[Extracted data entries]
[Begin]

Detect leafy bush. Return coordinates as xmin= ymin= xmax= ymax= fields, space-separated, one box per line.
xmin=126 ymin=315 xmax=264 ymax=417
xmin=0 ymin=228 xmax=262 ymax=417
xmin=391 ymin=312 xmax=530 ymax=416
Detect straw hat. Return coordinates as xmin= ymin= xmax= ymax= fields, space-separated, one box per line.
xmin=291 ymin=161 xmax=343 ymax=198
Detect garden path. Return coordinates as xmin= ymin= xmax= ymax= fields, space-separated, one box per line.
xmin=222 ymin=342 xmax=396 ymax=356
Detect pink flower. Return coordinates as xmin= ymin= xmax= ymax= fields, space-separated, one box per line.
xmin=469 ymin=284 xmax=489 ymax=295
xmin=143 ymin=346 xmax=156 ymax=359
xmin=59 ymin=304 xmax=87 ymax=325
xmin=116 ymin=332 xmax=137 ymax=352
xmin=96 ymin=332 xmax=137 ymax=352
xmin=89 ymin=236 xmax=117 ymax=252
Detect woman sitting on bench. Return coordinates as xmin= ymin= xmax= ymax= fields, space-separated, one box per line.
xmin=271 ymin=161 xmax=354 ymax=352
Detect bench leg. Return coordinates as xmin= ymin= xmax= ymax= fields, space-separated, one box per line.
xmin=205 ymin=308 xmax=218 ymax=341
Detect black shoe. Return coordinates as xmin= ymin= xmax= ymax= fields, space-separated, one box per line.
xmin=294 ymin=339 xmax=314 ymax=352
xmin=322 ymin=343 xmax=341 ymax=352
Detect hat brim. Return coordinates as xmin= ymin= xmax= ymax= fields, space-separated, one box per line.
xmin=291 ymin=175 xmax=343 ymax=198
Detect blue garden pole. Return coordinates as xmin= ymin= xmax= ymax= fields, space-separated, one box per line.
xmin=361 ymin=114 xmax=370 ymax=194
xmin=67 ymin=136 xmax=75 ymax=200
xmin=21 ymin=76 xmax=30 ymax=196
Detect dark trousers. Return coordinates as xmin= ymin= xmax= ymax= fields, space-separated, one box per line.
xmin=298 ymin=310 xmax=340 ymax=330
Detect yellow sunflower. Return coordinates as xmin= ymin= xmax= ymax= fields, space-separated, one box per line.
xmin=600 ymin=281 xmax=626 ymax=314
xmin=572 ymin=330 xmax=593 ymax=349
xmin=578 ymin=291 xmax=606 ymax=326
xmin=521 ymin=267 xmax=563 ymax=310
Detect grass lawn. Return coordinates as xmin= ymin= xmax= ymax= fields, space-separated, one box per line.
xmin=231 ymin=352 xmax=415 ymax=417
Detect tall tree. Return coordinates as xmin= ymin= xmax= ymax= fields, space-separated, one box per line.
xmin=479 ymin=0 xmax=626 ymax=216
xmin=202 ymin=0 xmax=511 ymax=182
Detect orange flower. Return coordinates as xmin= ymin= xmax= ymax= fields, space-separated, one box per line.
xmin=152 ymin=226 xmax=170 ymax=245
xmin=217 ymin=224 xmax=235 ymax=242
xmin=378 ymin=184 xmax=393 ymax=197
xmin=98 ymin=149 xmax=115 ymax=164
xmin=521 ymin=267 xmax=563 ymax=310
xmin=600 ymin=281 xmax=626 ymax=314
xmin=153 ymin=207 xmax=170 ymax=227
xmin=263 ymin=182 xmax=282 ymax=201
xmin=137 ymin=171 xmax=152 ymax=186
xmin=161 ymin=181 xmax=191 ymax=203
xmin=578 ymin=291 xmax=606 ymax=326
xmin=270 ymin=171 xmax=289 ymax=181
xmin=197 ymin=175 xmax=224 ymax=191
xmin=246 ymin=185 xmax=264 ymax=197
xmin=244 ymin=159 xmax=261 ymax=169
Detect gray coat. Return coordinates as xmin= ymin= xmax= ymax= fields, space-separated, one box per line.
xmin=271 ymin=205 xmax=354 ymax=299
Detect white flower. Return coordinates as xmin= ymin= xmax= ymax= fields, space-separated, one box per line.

[End]

What the task asks: Arrange every line of the material above as a numbered list, leaving out any blank lines.

Task answer:
1. Detect leafy bush. Return coordinates as xmin= ymin= xmax= ymax= fields, space-separated, one box per line.
2. xmin=126 ymin=315 xmax=264 ymax=417
3. xmin=0 ymin=228 xmax=262 ymax=417
4. xmin=391 ymin=312 xmax=530 ymax=416
5. Detect straw hat. Return coordinates as xmin= ymin= xmax= ymax= fields, space-separated, one box per line.
6. xmin=291 ymin=161 xmax=343 ymax=198
7. Detect garden path. Return coordinates as xmin= ymin= xmax= ymax= fields, space-separated, one box per line.
8. xmin=222 ymin=342 xmax=396 ymax=356
9. Detect pink flower. Return coordinates as xmin= ymin= xmax= ymax= fields, space-separated, one box per line.
10. xmin=469 ymin=284 xmax=489 ymax=295
11. xmin=143 ymin=346 xmax=156 ymax=359
12. xmin=59 ymin=304 xmax=87 ymax=325
13. xmin=116 ymin=332 xmax=137 ymax=352
14. xmin=96 ymin=332 xmax=137 ymax=352
15. xmin=89 ymin=236 xmax=117 ymax=252
16. Detect woman sitting on bench. Return coordinates as xmin= ymin= xmax= ymax= fields, space-separated, one box per line.
17. xmin=271 ymin=161 xmax=354 ymax=352
18. Detect bench leg. Return coordinates as xmin= ymin= xmax= ymax= fields, space-separated, one box per line.
19. xmin=205 ymin=308 xmax=218 ymax=341
20. Detect black shoe. Return coordinates as xmin= ymin= xmax= ymax= fields, space-separated, one box per line.
21. xmin=294 ymin=339 xmax=314 ymax=352
22. xmin=322 ymin=343 xmax=341 ymax=352
23. Detect hat brim. Return coordinates as xmin= ymin= xmax= ymax= fields, space-separated, one box per line.
24. xmin=291 ymin=175 xmax=343 ymax=198
25. Detect blue garden pole. Return coordinates as xmin= ymin= xmax= ymax= fields, space-separated, one box per line.
26. xmin=361 ymin=114 xmax=370 ymax=194
27. xmin=67 ymin=136 xmax=75 ymax=200
28. xmin=21 ymin=76 xmax=30 ymax=196
29. Detect dark trousers. Return coordinates as xmin= ymin= xmax= ymax= fields, space-separated, one box per line.
30. xmin=298 ymin=310 xmax=340 ymax=330
31. Detect yellow sunflower. Return coordinates as xmin= ymin= xmax= ymax= fields, space-separated, one box per line.
32. xmin=600 ymin=281 xmax=626 ymax=314
33. xmin=572 ymin=330 xmax=593 ymax=349
34. xmin=578 ymin=291 xmax=606 ymax=326
35. xmin=521 ymin=267 xmax=563 ymax=310
36. Detect grass lawn. Return coordinates as xmin= ymin= xmax= ymax= fields, space-separated, one box per line.
37. xmin=231 ymin=352 xmax=415 ymax=417
38. Detect tall tree. Return coordinates as xmin= ymin= xmax= ymax= fields, space-separated, one box per line.
39. xmin=479 ymin=0 xmax=626 ymax=216
40. xmin=202 ymin=0 xmax=511 ymax=182
41. Detect orange flower. Return coordinates as xmin= ymin= xmax= ymax= fields, space-separated, one box per line.
42. xmin=152 ymin=226 xmax=170 ymax=245
43. xmin=217 ymin=224 xmax=235 ymax=242
44. xmin=378 ymin=184 xmax=393 ymax=197
45. xmin=98 ymin=149 xmax=115 ymax=164
46. xmin=521 ymin=267 xmax=563 ymax=310
47. xmin=600 ymin=281 xmax=626 ymax=314
48. xmin=153 ymin=207 xmax=170 ymax=227
49. xmin=263 ymin=182 xmax=282 ymax=201
50. xmin=137 ymin=171 xmax=152 ymax=186
51. xmin=161 ymin=181 xmax=191 ymax=203
52. xmin=578 ymin=291 xmax=606 ymax=326
53. xmin=270 ymin=171 xmax=289 ymax=181
54. xmin=197 ymin=175 xmax=224 ymax=191
55. xmin=246 ymin=185 xmax=264 ymax=197
56. xmin=244 ymin=159 xmax=261 ymax=169
57. Detect gray coat. Return coordinates as xmin= ymin= xmax= ymax= fields, space-separated, one box per line.
58. xmin=271 ymin=205 xmax=354 ymax=299
59. Detect white flower. Return coordinates as xmin= ymin= xmax= ymax= fields, space-separated, one box per line.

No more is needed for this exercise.